+++ INPUT RECORDS

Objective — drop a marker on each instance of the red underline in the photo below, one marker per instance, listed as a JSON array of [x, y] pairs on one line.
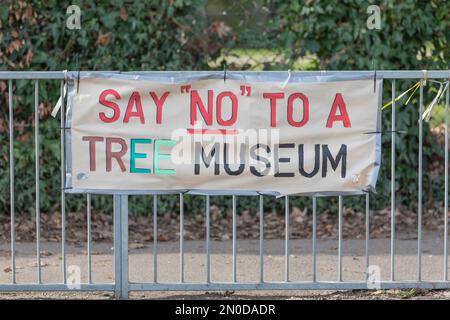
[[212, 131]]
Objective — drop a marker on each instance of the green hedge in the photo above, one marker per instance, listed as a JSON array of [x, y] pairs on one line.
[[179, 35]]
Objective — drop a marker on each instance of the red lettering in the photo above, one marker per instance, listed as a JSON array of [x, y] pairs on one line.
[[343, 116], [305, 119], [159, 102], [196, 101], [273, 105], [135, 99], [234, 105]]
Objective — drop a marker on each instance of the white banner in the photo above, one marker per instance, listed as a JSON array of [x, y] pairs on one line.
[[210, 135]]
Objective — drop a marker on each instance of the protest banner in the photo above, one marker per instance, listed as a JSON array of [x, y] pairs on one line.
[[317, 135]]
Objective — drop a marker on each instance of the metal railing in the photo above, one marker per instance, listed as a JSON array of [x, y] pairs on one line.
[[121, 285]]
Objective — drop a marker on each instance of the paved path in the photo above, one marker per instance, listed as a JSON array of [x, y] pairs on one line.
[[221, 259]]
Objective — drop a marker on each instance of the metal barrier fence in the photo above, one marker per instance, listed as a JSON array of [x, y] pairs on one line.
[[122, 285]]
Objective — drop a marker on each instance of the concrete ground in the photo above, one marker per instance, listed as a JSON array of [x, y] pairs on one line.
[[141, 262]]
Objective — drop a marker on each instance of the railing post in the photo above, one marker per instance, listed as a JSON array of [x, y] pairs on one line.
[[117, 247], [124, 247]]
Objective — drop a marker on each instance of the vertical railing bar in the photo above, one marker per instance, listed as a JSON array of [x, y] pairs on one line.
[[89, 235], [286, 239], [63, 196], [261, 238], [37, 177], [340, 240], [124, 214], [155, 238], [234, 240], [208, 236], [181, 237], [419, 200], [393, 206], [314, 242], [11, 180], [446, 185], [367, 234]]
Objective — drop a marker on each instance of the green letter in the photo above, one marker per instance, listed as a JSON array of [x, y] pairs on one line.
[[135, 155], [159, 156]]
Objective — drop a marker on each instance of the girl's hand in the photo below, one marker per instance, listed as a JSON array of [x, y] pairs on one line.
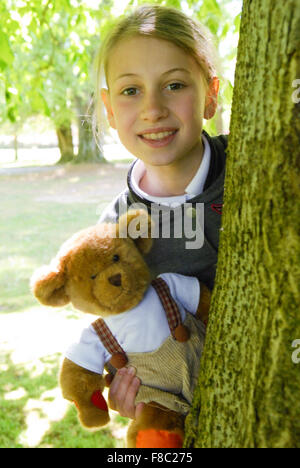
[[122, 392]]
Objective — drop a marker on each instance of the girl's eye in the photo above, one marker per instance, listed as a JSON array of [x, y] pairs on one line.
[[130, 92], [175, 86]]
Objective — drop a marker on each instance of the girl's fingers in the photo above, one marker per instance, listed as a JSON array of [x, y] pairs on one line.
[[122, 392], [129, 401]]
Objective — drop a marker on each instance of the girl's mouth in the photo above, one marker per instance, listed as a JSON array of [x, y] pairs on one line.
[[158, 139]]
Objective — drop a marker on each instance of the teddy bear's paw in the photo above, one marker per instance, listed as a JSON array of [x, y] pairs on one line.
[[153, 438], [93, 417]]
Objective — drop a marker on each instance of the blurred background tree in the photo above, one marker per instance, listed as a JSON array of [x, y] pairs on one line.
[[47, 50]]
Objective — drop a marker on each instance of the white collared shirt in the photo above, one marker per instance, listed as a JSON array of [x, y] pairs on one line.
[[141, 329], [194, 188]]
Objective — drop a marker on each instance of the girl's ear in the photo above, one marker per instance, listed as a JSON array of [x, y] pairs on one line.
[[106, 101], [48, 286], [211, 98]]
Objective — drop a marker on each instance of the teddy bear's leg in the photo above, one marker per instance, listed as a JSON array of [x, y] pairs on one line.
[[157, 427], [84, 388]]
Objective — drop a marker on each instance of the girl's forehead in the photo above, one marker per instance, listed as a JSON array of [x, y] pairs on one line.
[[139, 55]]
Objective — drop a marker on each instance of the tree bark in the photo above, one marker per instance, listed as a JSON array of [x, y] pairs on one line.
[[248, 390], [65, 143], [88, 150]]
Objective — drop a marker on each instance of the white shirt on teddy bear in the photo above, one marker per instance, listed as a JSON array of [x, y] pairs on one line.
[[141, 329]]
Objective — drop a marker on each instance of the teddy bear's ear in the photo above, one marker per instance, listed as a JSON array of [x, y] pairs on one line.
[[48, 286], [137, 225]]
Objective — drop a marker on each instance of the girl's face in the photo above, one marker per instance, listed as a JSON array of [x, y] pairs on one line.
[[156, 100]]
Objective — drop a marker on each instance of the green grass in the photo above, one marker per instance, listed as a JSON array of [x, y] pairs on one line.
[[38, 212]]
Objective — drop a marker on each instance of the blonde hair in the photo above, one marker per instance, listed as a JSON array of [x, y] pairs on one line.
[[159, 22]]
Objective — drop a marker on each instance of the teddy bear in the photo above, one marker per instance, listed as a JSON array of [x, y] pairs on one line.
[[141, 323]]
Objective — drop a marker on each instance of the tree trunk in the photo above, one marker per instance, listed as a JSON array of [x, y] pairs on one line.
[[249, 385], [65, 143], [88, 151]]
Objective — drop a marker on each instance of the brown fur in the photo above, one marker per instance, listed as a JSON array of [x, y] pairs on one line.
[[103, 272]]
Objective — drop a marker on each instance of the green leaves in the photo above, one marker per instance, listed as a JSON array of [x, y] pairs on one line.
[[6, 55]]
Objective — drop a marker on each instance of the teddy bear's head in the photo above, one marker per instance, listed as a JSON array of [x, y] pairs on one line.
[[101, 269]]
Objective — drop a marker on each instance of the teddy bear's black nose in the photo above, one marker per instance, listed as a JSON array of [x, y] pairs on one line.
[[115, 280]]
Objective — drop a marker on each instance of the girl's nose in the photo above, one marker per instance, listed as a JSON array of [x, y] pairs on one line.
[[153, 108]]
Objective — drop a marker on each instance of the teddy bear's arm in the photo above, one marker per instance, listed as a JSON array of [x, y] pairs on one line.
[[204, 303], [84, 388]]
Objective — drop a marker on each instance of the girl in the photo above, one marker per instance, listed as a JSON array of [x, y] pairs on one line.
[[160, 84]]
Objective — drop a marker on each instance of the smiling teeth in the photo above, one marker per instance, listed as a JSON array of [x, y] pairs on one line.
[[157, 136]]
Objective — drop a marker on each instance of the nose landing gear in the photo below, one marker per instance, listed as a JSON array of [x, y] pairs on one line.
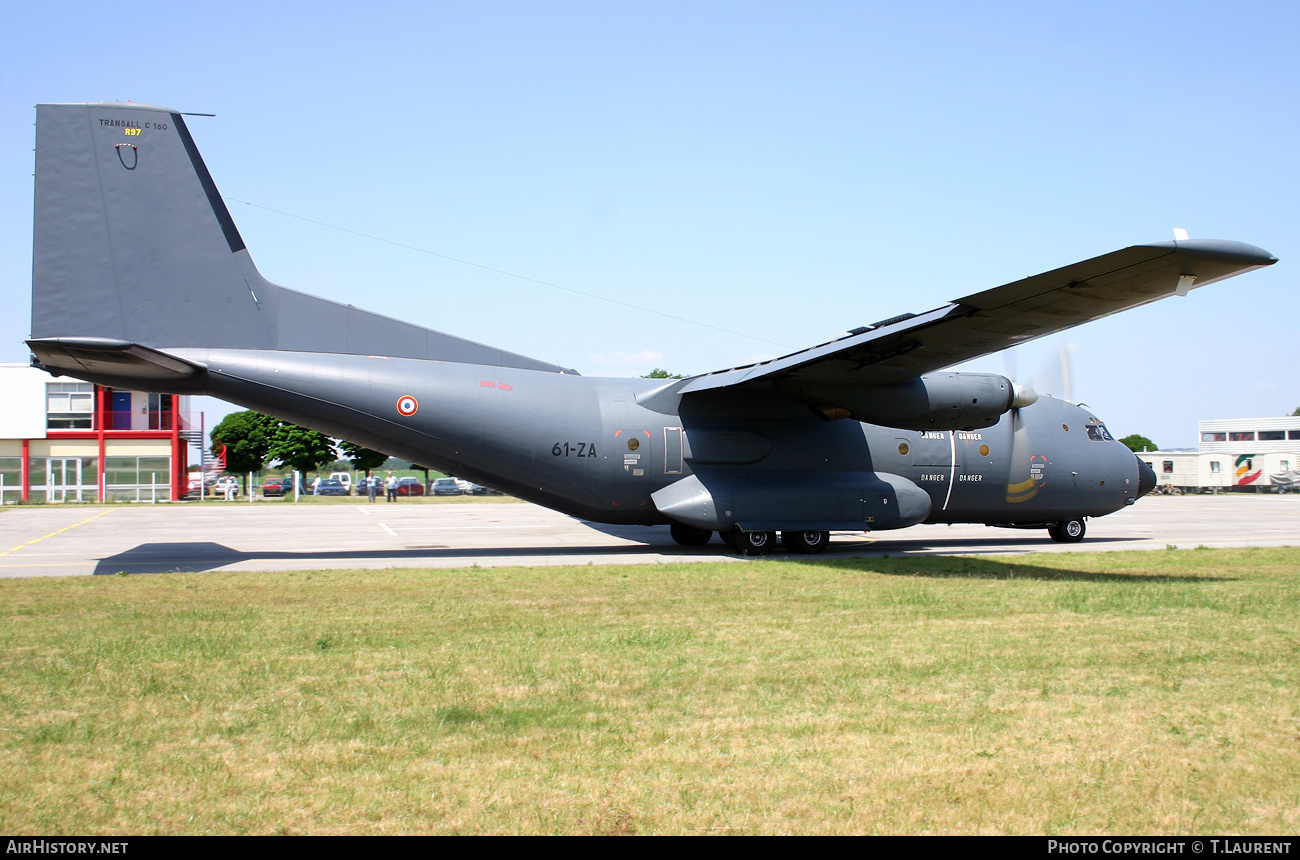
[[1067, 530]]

++++++

— INSTRUCTIONS FOR THE TASK —
Without any of its images, the data above should be returned exactly.

— RESPONSE BELOW —
Objective — drop a marker on each instance of the red underline in the photo below, one marker per instance, listed as a JSON array of [x, y] pairs on one line.
[[212, 131]]
Objective — drop a marker on each instance of the green hedge in the photo above, one marker per instance, listed as a JSON array of [x, y] pairs on one line.
[[179, 35]]
Objective — drop a marker on each instance of the red lettering in the photo above, one marker per instance, listed as a JSON array of [x, y] pairs on one line.
[[343, 116], [305, 119], [159, 102], [196, 101], [273, 105], [135, 99], [234, 105]]
Objective — drop a marker on each instance of the white banner in the photo above, one marker per instance, listed as a JSON array of [x, y] pairs on one line.
[[210, 135]]
Objective — drop a marker on each instance of the protest banner in the photo above, one marker per instance, listed as a JSON array of [x, y] pairs on one line.
[[317, 135]]
Objective — drop a marker on each instance of the metal railing in the photo above, one marker per instance, listed as a JSON array of [x, y] pairs on one line.
[[121, 285]]
Objective — drop a marker on each instance of the paved path in the photo above, one marker per instance, listed as a JSON array of [x, y] pairs on one line.
[[221, 259]]
Objective — drop a marker on each instance of the metal barrier fence in the photo above, one marker per instance, listed as a JSON array of [x, y] pairs on one line.
[[122, 285]]
Objective — drop a marker on each instance of the concrete ground in the photo above, one marker per instance, listed as a JSON array of [x, y] pairs on one line.
[[141, 262]]
Objective — drop a marker on each instance of the railing post in the photo above, one marker per instance, listed as a JSON array of [x, y] pairs on one line.
[[117, 247], [124, 247]]
Objective — drop a marker on each instance of the vertical railing bar in the photo above, one marker per instance, listed as a JSON array of [x, y] pairs on one line.
[[89, 235], [286, 239], [63, 196], [261, 238], [37, 177], [340, 240], [124, 214], [155, 238], [234, 240], [208, 236], [181, 237], [419, 200], [393, 206], [314, 242], [11, 180], [446, 185], [367, 234]]
Objective — drop a marker on each instance of the green letter in the photo above, one marker per instance, listed as a JSON array of [x, y] pairs on one line.
[[135, 155], [159, 156]]
Objective — drop a marker on each instance of the girl's hand in the photo below, one marker per instance, listed as a JSON array of [x, y] pairs on one line.
[[122, 392]]
Objective — drop a marker on each instance of the girl's eye in the photo above, one marker per instance, listed as a JSON array of [x, y] pairs on one line.
[[130, 92], [175, 86]]
Objective — drop a marker on each instance of the girl's fingers in the photo above, one marker per instance, listed as a JSON array of [x, y] pairs on one line.
[[122, 392], [129, 401]]
Objective — drop a marker on each instance of the girl's mouth in the photo above, one marker per instance, listed as a JSON array of [x, y] pairs on one line.
[[158, 139]]
Objective — drop a marker on each instance of the teddy bear's paw in the photo above, one marker per instance, listed as a JSON array of [x, y] pairs on one line.
[[153, 438], [93, 417]]
Objective — drop a marker on each instance of the blurred background tree in the photo above, one marker per instance, listed as a JSON array of [x, y] pairs on one line.
[[47, 50]]
Objective — drop a marker on each instance of the white collared shirt in the photo above, one marker per instance, listed as a JSON array of [x, y] pairs on one line.
[[141, 329], [194, 188]]
Objective — drop a marker on each instance of the girl's ear in the photo above, one marker per instance, listed as a JSON array of [x, y] pairs on one line.
[[106, 101], [48, 286], [211, 98]]
Objective — drop a marker on each instance of the teddy bear's leg in the photo above, one marker per instance, listed as a JSON array of [x, y] pairs on one line.
[[157, 427], [84, 388]]
Objective — drop a marker on each instance of the girl's forehead in the photo above, one marker per instance, listed as a JSON array of [x, y] pairs on one line.
[[139, 55]]
Objective — drop a marker on each instance of the tree bark in the photo above, one marker per instance, listed as a JSON array of [x, y] pairs on one line.
[[248, 390], [65, 143], [88, 150]]
Objective — drop a marker on each instance of the white shirt on teddy bear in the photo above, one marker per instance, listed as a JSON array of [x, y] pairs on one line.
[[141, 329]]
Objective — drop a marker on each instance of the teddy bear's ear in the photo above, one marker per instance, listed as a JSON array of [x, y] pairs on one line.
[[48, 286], [137, 225]]
Objective — drop a marker on each instance of the girl's face in the photo above, one marker per instance, listed as a JSON array of [x, y] pairs on one line.
[[156, 100]]
Objective — drop a marker on each instance of the green grass in the photo above, one marker per instance, listed as a JSON array of [x, y] pairs on one line.
[[38, 212]]
Objective — drop a marker on each instance of the blonde hair in the photo above, one marker per instance, listed as a JSON array of [x, y] pairs on one line.
[[159, 22]]
Objective — drop a marker on each instance of the teddy bear in the photo above, one marker per instance, listed as a JSON array of [x, y] pairs on one line.
[[141, 323]]
Objective — drop a marker on each instance of the tree trunk in the photo above, one marker per instance, listed as a JSON array of [x, y] pairs on one line.
[[249, 385], [65, 143], [88, 151]]
Objective — drop a marker on each instance of the brown fur in the photo above, one marker per instance, listed as a JSON array of [x, y] pairs on one line.
[[103, 272]]
Objective — drop a marker on each instance of the green leaves in the photo above, one marker per instance, listed as a JSON array of [x, y] pairs on one line.
[[6, 55]]
Objective — drop a marker on each instance of the teddy bear's head in the photo above, one marker per instance, listed as a JSON array of [x, y] pairs on one line.
[[101, 269]]
Objective — drop a marker on each instance of the teddy bear's black nose in the photo above, one marker per instance, listed as a JSON array of [x, y] pairs on one line.
[[115, 280]]
Objective — drop a marker on each instance of the girl's nose in the photo above, one marker per instance, listed as a JSON array of [x, y] pairs on one line.
[[153, 108]]
Objective — drop a marker on each instance of the teddy bear's arm in the photo above, one marker per instance, listed as a JSON array of [x, y] pairs on one line.
[[204, 303], [84, 388]]
Objective — drop a marker on each instance of the girl in the photo above, one marker per instance, listed as a JSON array of [x, y] pairs on one line.
[[160, 84]]
Objective — drop a marker on each instance of the smiling teeth in the photo above, one marker per instance, listed as a JSON array of [x, y] pairs on one line.
[[157, 136]]
Objective — drop a marker on each instance of the nose landing gear in the photo below, one marker per instance, listed as a JSON array of [x, y] pairs on one line.
[[1067, 530]]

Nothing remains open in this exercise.